Start of DATASET RECORDS
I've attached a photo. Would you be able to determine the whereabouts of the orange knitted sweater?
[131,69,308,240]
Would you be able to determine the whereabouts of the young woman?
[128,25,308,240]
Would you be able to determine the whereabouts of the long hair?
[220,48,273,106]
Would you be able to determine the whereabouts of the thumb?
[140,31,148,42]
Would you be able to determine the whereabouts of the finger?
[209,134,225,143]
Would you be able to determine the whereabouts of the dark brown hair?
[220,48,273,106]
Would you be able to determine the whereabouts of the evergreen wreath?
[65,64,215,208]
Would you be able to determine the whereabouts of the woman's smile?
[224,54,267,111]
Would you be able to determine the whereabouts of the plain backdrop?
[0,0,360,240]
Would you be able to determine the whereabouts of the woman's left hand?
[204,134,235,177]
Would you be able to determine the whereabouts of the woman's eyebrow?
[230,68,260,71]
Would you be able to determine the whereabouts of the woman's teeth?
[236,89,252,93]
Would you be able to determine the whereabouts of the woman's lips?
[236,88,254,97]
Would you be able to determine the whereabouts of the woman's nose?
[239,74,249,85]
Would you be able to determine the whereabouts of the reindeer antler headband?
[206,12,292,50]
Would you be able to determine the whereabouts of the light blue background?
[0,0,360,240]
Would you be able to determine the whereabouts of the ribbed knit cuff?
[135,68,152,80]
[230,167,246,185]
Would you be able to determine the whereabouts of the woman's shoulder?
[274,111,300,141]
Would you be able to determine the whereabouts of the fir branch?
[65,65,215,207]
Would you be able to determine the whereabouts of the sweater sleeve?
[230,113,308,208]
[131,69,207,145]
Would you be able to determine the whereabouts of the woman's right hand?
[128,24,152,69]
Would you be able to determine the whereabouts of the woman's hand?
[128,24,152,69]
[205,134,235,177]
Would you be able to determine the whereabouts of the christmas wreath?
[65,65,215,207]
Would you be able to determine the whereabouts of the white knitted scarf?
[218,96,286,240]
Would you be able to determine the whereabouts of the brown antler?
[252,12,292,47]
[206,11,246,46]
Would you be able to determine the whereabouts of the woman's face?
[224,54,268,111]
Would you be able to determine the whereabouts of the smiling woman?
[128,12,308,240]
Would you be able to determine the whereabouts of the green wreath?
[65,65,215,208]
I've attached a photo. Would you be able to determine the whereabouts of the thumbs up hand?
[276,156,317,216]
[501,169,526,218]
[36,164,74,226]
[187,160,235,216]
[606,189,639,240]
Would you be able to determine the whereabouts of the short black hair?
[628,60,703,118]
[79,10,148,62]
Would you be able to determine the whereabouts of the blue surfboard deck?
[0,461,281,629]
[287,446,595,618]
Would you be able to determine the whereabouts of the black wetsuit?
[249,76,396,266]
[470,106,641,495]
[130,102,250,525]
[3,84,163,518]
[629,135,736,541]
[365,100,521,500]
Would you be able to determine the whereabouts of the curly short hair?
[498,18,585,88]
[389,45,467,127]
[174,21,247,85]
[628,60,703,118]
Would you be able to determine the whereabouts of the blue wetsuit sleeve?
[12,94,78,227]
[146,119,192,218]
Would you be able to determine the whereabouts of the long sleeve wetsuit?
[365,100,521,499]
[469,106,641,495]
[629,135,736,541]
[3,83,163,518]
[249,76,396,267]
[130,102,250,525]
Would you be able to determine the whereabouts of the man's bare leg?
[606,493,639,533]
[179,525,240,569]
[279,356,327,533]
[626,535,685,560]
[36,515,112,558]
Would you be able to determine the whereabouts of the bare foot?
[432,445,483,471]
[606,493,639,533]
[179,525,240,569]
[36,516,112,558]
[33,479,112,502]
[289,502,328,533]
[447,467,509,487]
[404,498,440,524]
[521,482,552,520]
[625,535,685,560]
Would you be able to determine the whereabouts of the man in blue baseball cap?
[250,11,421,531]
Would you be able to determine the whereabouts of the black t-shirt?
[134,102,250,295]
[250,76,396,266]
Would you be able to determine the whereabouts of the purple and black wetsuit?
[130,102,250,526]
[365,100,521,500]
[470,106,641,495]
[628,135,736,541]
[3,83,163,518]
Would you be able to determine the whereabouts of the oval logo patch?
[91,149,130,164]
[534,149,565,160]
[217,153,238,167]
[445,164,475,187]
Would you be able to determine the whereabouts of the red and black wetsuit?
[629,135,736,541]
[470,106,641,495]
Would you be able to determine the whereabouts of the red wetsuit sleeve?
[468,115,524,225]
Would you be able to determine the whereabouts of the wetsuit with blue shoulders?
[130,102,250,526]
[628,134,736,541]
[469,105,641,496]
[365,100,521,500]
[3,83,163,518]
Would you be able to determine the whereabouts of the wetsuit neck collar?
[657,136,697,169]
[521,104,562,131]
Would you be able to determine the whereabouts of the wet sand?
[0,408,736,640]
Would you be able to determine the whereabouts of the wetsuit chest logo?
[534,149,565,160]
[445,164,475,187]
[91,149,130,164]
End of DATASET RECORDS
Every record should be repeated exactly; please leave none out.

● **FINAL RESULT**
I've attached a photo. Would you be able to determine the whereabouts of the orange knitted sweater?
[131,69,308,240]
Would you be able to determine the whereabouts of the young woman?
[128,25,308,240]
Would you be able to determine the whereabouts of the long hair?
[220,48,273,106]
Would you be able to determine the whereabouts of the thumb?
[140,31,148,42]
Would you be able to determine the whereabouts of the finger?
[209,134,225,143]
Would you be able to determine the whereabouts of the dark brown hair?
[220,48,273,106]
Would you be able to determine the whereabouts of the evergreen wreath?
[65,64,215,208]
Would you be able to determine the whereabouts of the woman's smile?
[224,54,267,111]
Would you be able to determine the whereabouts of the plain backdrop?
[0,0,360,240]
Would you be able to determine the whereabouts of the woman's left hand?
[204,134,235,177]
Would you be able to determine the whereabouts of the woman's eyebrow?
[230,68,260,71]
Would you be able to determine the whereabouts of the woman's teeth?
[236,89,252,93]
Would you be able to determine the whereabouts of the woman's lips?
[236,88,254,97]
Would you be able to determine the whereabouts of the woman's nose?
[239,74,249,85]
Would you be able to determine the whereabouts of the reindeer antler headband?
[206,12,292,50]
Would you be able to determine the whereabouts of the light blue background?
[0,0,360,240]
Would you be able to determine the whereabouts of the ribbed knit cuff?
[135,68,152,80]
[230,167,246,185]
Would you be able to determine the whereabouts of the woman's shoulder?
[274,111,300,141]
Would you be able to determine the whereabouts of the fir branch?
[65,65,215,207]
Would you be able to determine the whereabouts of the sweater sleeve?
[230,113,308,208]
[131,69,207,145]
Would you be able to determine the whereabouts of the woman's right hand?
[128,24,152,69]
Would you be able to determine the whereabouts of the woman's hand?
[128,24,152,69]
[205,134,235,177]
Would you be able to determine the whereabouts of the christmas wreath?
[65,65,215,207]
Would you be able to determine the whereabouts of the white knitted scarf?
[218,96,286,240]
Would you be able to determine the whereabouts of the brown antler?
[252,12,292,47]
[206,11,246,46]
Would you be able to determine the whereabouts of the woman's face?
[224,54,268,111]
Would you be able to determine the whereabouts of the smiling woman?
[128,12,308,240]
Would you be able to determine the whereabouts of the green wreath?
[65,65,215,208]
I've attached a photo. Would you be able to determine the whereabouts of the thumbs up hand?
[276,156,317,216]
[501,169,526,218]
[36,164,74,226]
[187,160,235,216]
[606,189,639,240]
Would you be able to determine the whereabouts of the short black hair?
[628,60,703,118]
[79,10,148,62]
Would you be able to determine the whereabouts of the blue surfboard deck?
[0,461,281,629]
[287,446,595,618]
Would you be able to determine the whereabouts of the black wetsuit?
[249,76,396,266]
[470,106,641,495]
[130,102,250,525]
[3,84,163,518]
[629,135,736,541]
[365,100,521,500]
Would you be able to determine the whereabouts of the curly short hair?
[498,18,585,88]
[389,45,467,127]
[174,21,247,85]
[628,60,703,118]
Would you be able to determine the whereabouts of the blue wetsuit sleeve?
[12,94,78,227]
[146,119,192,218]
Would you be able to determine the whereabouts of the long sleeve wetsuit?
[365,100,521,499]
[469,106,641,495]
[629,135,736,541]
[3,83,163,518]
[249,76,396,267]
[130,102,250,525]
Would you be able to determine the whereabouts of the man's bare leg?
[606,493,639,533]
[179,525,240,569]
[279,356,327,533]
[626,535,685,560]
[36,515,112,558]
Would you be able to determine the whereabouts of the bare foot?
[432,445,483,471]
[606,493,639,533]
[179,525,240,569]
[36,516,112,558]
[33,479,112,502]
[289,502,328,533]
[447,467,509,487]
[404,498,440,524]
[521,482,552,520]
[625,535,685,560]
Would you be able to determine the whereabouts of the man in blue baseball cap?
[250,11,421,531]
Would you be able to determine the whereabouts of the black t-shirt?
[134,102,250,295]
[250,76,396,266]
Would you be able to determine the whereabouts of the purple and black wetsuit?
[130,102,250,526]
[365,100,521,500]
[470,106,641,495]
[628,135,736,541]
[3,83,163,518]
Would you be able to determine the whereabouts of the oval logo patch?
[91,149,130,164]
[534,149,565,160]
[217,153,238,167]
[445,164,475,187]
Would you be able to determine the whereabouts of the red and black wetsuit?
[629,135,736,541]
[470,106,641,495]
Would you be able to determine the whereabouts of the red wetsuit sleeve?
[468,115,524,225]
Would you be able to determine the whereabouts of the wetsuit with blue shoulders?
[130,102,250,526]
[628,134,736,541]
[469,105,641,496]
[365,100,521,500]
[3,83,163,518]
Would you be able to determine the whereabouts of the wetsuit neck collar?
[657,136,697,169]
[521,104,562,131]
Would you be able to determine the whereabouts of the wet sand?
[0,408,736,640]
Would you be able to determine the whereabouts of the wetsuit chest logo?
[534,149,565,160]
[445,164,475,187]
[91,149,130,164]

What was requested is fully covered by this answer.